Records pointing to named objects
---------------

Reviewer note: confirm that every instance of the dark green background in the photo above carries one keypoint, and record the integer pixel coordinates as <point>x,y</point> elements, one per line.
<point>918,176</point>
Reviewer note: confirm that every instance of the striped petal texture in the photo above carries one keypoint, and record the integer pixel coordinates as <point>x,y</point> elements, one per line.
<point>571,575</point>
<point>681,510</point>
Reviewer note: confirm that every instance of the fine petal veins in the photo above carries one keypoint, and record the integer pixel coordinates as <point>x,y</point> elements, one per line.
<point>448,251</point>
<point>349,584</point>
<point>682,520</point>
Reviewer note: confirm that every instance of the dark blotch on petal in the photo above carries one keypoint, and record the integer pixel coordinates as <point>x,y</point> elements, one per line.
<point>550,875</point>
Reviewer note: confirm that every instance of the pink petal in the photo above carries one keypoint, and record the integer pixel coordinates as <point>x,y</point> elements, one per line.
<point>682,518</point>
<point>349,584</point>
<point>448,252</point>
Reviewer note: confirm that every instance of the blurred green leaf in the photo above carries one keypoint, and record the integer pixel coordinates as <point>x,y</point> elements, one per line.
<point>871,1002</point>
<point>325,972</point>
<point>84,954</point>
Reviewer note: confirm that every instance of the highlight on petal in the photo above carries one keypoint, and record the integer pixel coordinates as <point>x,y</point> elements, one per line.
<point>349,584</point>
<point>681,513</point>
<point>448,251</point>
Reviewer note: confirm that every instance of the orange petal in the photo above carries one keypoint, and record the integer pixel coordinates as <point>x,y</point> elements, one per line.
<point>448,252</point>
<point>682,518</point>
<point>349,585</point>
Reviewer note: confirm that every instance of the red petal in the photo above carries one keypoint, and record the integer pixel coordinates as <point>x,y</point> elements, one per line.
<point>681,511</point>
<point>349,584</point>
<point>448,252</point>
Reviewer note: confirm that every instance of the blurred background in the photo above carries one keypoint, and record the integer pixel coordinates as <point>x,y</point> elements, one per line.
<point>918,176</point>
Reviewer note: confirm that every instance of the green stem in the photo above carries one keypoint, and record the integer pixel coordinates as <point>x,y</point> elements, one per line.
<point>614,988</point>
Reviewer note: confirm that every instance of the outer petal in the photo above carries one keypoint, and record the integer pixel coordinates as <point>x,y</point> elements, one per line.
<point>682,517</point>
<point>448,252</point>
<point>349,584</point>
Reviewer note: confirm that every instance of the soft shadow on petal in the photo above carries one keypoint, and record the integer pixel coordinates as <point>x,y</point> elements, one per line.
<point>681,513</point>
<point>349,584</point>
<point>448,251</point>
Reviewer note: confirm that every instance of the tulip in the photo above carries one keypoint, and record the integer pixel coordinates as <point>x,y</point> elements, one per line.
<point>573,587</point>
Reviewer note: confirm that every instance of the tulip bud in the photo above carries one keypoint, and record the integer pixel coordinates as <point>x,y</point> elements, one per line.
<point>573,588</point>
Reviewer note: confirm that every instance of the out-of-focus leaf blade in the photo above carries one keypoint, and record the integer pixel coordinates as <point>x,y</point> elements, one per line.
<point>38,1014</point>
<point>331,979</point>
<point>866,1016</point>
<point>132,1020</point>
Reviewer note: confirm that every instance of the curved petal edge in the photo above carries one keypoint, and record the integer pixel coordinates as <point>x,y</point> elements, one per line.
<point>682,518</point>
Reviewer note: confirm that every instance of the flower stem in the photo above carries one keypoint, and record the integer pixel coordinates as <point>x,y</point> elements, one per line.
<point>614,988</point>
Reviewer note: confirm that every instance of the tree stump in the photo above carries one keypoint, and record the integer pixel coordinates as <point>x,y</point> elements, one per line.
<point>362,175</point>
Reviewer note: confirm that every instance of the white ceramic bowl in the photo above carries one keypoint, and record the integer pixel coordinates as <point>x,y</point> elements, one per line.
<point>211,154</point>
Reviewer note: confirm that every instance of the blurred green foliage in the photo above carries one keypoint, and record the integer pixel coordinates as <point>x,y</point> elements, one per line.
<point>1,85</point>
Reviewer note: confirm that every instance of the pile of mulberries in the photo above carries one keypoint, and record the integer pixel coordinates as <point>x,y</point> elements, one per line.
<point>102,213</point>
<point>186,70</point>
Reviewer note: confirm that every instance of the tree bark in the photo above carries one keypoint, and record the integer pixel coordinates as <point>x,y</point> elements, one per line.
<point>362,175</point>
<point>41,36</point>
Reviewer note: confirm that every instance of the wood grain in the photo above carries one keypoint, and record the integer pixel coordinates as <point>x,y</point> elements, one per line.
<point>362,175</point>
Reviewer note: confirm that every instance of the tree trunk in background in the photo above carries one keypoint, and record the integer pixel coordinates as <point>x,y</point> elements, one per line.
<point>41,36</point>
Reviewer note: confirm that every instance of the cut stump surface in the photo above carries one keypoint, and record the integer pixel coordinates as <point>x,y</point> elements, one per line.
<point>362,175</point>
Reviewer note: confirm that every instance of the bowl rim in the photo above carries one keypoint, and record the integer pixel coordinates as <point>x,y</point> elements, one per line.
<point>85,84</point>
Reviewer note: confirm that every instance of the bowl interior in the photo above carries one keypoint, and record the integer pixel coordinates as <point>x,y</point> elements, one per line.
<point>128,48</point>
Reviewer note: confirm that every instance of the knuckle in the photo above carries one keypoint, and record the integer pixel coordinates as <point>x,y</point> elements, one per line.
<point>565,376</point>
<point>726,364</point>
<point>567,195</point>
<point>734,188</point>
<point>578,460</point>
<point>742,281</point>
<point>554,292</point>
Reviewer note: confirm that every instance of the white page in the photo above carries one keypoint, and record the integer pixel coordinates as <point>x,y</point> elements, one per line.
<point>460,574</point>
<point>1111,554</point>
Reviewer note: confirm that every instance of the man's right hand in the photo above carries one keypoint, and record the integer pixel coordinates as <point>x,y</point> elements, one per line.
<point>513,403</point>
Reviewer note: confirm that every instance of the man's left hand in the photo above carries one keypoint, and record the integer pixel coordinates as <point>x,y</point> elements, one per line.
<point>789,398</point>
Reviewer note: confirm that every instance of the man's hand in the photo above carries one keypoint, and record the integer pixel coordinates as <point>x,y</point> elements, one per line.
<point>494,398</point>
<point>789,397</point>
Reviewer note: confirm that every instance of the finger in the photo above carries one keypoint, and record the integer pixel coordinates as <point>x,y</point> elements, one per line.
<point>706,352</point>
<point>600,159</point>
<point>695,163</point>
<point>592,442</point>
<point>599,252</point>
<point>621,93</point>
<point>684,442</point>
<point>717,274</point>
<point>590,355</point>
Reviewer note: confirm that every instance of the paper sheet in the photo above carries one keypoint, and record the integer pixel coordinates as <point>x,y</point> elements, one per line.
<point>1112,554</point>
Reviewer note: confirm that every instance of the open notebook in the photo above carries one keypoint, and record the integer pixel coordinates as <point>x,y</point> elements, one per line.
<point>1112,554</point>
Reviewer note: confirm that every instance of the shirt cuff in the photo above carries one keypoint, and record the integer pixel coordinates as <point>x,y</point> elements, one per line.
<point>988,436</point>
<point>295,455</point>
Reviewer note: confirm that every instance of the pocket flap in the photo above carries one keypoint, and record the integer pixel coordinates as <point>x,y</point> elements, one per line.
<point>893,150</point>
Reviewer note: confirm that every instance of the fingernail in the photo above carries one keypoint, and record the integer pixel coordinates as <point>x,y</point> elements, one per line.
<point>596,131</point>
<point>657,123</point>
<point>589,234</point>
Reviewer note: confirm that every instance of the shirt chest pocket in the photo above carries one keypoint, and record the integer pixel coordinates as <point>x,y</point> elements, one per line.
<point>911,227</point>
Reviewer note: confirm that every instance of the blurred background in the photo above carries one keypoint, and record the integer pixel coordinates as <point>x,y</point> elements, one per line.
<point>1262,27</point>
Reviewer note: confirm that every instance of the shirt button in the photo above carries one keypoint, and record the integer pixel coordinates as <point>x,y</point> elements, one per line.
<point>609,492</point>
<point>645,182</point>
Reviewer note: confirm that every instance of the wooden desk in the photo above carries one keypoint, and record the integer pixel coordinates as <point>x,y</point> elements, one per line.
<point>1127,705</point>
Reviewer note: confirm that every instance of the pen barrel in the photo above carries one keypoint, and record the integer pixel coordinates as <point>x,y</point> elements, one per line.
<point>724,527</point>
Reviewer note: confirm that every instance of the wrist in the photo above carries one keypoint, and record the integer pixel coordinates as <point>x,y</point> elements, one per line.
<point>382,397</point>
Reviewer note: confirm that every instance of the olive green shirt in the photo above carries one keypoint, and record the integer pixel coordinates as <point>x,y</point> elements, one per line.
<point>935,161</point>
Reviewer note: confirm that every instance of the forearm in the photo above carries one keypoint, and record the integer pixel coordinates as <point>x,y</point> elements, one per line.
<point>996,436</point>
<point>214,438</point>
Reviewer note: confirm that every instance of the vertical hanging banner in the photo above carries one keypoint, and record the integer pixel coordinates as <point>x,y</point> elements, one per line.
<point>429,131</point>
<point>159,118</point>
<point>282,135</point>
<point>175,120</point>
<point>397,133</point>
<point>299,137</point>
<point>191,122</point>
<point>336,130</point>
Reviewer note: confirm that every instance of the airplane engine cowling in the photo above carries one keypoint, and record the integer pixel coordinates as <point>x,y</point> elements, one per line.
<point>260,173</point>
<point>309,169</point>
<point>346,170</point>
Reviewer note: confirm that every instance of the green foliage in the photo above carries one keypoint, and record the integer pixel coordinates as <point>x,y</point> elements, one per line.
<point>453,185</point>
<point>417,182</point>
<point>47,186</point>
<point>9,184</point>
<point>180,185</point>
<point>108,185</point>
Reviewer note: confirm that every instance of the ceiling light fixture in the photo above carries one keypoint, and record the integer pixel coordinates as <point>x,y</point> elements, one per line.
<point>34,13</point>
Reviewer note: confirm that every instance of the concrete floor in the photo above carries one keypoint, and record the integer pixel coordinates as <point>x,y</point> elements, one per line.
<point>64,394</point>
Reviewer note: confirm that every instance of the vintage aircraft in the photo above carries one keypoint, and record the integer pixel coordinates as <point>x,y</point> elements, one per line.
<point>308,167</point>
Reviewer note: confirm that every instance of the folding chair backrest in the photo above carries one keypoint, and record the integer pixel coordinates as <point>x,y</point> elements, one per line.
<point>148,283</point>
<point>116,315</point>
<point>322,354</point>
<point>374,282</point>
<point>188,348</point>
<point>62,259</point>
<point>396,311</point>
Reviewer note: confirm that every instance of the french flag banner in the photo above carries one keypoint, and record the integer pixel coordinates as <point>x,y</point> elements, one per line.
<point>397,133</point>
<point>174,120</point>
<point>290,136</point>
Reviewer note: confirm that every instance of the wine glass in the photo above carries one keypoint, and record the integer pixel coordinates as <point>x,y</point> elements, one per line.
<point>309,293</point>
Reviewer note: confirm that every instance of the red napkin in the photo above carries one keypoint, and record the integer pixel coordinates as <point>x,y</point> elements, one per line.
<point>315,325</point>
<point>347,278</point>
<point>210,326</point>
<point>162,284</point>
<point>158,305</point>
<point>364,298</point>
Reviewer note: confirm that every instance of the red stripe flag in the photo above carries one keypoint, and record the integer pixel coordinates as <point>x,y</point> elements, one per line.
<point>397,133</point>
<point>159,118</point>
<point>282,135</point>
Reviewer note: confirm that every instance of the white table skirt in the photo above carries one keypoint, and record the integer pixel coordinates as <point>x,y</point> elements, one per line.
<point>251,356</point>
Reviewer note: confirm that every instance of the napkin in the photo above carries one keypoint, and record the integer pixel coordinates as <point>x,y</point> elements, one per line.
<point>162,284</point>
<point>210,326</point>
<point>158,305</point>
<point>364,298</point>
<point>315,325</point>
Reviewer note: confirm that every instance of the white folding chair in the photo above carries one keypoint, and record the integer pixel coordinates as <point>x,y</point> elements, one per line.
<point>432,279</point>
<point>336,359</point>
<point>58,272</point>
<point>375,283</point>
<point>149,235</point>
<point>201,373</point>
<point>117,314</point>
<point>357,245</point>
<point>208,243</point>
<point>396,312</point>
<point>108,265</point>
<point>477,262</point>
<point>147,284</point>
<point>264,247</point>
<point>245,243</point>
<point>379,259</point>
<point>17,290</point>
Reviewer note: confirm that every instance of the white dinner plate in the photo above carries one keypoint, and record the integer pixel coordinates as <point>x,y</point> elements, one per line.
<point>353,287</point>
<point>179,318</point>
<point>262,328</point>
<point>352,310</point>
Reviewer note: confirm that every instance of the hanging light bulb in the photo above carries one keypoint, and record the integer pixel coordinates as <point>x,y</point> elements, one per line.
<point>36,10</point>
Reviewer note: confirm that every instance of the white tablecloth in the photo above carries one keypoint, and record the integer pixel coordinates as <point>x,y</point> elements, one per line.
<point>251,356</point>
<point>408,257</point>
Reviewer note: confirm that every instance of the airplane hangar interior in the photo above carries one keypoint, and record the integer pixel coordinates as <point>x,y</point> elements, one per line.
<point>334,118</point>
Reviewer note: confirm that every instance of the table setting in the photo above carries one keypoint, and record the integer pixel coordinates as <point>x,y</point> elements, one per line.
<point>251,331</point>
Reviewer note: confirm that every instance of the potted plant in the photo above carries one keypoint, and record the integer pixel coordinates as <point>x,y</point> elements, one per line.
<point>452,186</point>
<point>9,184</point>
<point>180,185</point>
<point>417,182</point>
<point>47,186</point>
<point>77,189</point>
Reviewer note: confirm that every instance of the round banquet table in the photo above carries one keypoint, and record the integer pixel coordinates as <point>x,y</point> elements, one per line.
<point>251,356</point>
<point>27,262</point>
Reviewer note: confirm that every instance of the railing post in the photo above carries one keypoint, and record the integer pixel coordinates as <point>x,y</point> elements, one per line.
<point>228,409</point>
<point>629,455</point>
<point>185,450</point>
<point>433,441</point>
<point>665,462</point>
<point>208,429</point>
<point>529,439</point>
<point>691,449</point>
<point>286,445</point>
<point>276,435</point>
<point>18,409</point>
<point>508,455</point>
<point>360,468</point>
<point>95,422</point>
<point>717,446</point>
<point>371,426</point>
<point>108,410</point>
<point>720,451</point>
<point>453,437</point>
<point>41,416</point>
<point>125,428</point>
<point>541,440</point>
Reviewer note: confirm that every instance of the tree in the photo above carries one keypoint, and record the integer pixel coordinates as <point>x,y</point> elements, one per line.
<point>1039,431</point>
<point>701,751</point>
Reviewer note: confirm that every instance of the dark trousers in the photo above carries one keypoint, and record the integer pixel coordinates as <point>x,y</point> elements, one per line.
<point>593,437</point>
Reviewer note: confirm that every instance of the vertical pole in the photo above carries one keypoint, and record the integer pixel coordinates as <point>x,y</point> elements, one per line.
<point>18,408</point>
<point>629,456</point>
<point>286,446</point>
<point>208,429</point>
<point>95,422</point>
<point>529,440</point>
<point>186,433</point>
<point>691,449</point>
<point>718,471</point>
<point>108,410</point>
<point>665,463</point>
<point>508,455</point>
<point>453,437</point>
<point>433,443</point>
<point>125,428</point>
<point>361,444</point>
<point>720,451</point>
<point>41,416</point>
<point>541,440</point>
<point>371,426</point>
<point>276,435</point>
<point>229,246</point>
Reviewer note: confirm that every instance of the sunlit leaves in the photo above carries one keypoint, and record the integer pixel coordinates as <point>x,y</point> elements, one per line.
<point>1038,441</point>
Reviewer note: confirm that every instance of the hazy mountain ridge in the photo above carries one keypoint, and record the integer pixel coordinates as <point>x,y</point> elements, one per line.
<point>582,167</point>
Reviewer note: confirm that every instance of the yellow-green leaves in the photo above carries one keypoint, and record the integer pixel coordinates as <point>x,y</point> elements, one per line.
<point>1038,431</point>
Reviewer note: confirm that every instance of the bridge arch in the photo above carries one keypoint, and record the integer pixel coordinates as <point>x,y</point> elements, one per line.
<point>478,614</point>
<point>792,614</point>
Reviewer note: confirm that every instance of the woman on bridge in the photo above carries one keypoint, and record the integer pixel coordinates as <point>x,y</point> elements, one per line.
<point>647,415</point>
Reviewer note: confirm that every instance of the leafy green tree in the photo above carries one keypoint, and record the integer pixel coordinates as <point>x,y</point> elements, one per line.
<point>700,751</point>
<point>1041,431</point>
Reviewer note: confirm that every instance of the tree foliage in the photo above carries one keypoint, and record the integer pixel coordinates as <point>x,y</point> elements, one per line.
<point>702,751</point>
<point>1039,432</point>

---------------

GIVEN TASK >> Turn everything above from the line containing "Reviewer note: confirm that every instance of the man's left" down to the line containing "<point>893,150</point>" into a Markdown table with the columns "Row" and "Line", numbering each line and skipping blank ones. Include both of those end lines and nothing outside them.

COMPLETED EXERCISE >>
| Row | Line |
|---|---|
| 1 | Reviewer note: confirm that every instance of the man's left hand in the photo above carries one keypoint, and record the integer pixel coordinates as <point>x,y</point> elements, one per line. |
| 2 | <point>789,398</point> |
| 3 | Reviewer note: confirm that every instance of the man's hand in the photo above carries one keypoint, and record the integer pixel coordinates as <point>x,y</point> elements, one per line. |
| 4 | <point>494,398</point> |
| 5 | <point>789,397</point> |
| 6 | Reviewer note: confirm that every instance of the finger in the photo above carries one keypoint, and record the integer pixel coordinates as <point>x,y</point> elements, one per line. |
| 7 | <point>706,352</point> |
| 8 | <point>600,159</point> |
| 9 | <point>695,163</point> |
| 10 | <point>592,442</point> |
| 11 | <point>599,252</point> |
| 12 | <point>621,93</point> |
| 13 | <point>684,442</point> |
| 14 | <point>717,274</point> |
| 15 | <point>590,355</point> |
| 16 | Reviewer note: confirm that every instance of the paper sheet in the photo above carries one keypoint, and record the integer pixel coordinates as <point>x,y</point> elements, one per line. |
| 17 | <point>1112,554</point> |
| 18 | Reviewer note: confirm that every instance of the open notebook in the photo above carries one keypoint, and record the integer pixel coordinates as <point>x,y</point> elements, one per line. |
| 19 | <point>1112,554</point> |
| 20 | Reviewer note: confirm that every instance of the shirt cuff in the photo above carries one keypoint, and record the integer pixel coordinates as <point>x,y</point> elements, one per line. |
| 21 | <point>988,436</point> |
| 22 | <point>295,455</point> |
| 23 | Reviewer note: confirm that every instance of the pocket flap in the photo above carries one keypoint, and record the integer pixel coordinates as <point>x,y</point> elements, one per line. |
| 24 | <point>893,150</point> |